• **Description of the task**: Retype everything in the listing, leaving each line exactly as it is.

• **Input data**:

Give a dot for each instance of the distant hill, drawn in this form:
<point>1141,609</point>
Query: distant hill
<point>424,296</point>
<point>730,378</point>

• **Result**:
Give a dot for each instance of the distant hill, drawn in this form:
<point>1141,609</point>
Query: distant hill
<point>424,296</point>
<point>730,378</point>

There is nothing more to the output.